BRIEF:
Please print exactly the lines running from the one that contains "In this exercise you will indicate the miniature tree" to the end of the data, with both lines included.

SUPPLIED ENTRIES:
******************************

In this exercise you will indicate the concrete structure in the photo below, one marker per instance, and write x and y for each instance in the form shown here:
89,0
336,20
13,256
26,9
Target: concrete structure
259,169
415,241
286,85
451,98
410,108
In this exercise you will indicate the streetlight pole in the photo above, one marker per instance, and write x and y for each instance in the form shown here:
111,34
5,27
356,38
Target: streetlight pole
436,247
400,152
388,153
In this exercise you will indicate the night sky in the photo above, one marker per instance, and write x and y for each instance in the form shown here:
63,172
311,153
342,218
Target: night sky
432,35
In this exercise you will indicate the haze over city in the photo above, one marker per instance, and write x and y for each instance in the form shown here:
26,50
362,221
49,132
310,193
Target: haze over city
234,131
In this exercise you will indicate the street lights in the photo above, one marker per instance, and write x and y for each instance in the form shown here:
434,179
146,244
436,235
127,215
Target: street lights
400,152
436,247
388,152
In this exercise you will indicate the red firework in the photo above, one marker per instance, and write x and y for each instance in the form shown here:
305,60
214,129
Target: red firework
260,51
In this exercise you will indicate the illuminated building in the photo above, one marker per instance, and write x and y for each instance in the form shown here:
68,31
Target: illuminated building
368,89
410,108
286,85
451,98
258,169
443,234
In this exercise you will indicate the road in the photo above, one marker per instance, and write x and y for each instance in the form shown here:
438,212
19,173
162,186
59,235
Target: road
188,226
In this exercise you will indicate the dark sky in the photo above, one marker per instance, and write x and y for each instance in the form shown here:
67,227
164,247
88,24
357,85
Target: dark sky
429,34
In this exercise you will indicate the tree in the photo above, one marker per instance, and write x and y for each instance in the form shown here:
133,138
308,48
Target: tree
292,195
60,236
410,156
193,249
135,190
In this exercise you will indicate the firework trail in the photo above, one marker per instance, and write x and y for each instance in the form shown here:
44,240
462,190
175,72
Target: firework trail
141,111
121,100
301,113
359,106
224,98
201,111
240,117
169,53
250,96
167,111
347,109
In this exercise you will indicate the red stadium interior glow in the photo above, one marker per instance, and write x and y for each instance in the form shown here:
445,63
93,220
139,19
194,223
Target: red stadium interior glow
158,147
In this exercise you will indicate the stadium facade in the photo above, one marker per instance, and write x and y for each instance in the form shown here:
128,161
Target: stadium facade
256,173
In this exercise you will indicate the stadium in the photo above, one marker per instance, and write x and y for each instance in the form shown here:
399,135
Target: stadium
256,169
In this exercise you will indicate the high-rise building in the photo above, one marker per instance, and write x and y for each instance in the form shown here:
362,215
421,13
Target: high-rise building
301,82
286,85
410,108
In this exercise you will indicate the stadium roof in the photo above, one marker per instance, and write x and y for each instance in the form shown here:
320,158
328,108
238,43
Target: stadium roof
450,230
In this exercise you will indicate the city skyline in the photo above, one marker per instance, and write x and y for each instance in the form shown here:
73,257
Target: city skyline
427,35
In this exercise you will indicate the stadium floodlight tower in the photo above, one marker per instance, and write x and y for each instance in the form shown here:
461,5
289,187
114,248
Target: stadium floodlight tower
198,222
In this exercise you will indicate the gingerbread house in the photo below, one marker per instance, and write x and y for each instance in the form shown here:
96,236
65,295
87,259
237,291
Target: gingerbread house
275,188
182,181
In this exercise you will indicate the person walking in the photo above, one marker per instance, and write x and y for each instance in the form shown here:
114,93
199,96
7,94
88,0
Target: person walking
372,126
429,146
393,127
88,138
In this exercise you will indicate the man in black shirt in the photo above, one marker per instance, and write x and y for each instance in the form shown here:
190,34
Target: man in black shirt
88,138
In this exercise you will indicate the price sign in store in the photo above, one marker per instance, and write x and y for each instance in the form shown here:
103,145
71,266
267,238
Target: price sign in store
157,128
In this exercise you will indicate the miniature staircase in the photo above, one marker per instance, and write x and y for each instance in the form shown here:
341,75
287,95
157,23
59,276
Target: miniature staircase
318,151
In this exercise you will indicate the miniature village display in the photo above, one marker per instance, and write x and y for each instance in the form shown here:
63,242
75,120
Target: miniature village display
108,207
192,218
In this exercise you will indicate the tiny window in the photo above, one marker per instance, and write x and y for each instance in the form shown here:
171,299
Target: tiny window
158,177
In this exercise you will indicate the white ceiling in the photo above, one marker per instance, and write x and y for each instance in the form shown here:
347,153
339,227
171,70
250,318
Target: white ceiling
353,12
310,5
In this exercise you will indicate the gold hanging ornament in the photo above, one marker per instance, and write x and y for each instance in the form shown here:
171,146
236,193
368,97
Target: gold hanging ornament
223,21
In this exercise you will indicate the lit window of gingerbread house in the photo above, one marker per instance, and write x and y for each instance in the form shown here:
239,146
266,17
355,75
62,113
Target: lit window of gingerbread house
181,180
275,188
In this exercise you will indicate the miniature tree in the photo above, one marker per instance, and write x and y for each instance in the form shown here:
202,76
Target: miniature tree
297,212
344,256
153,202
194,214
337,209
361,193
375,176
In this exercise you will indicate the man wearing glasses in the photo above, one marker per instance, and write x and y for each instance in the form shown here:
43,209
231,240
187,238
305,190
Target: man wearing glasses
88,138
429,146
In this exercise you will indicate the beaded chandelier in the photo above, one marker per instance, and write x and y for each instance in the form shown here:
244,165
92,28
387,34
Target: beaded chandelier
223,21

******************************

COMPLETE RESPONSE:
In this exercise you will indicate the miniature tree in the photo above, one marker per instance, and write x and y for each instance in the form shown here:
202,76
Target: miniature tree
297,212
344,256
153,202
194,214
337,209
361,193
375,176
In this exercise you will indicate the man wearing glasses in the photo above, one marker per instance, and write x and y for each instance in the form shown here:
43,209
231,240
187,238
305,190
Target: man wearing glasses
88,138
429,146
In this exercise you will indicate the beaded chandelier in the photo above, one marker per instance, and write x and y for each instance in the form shown here:
244,165
92,28
387,34
Target: beaded chandelier
223,21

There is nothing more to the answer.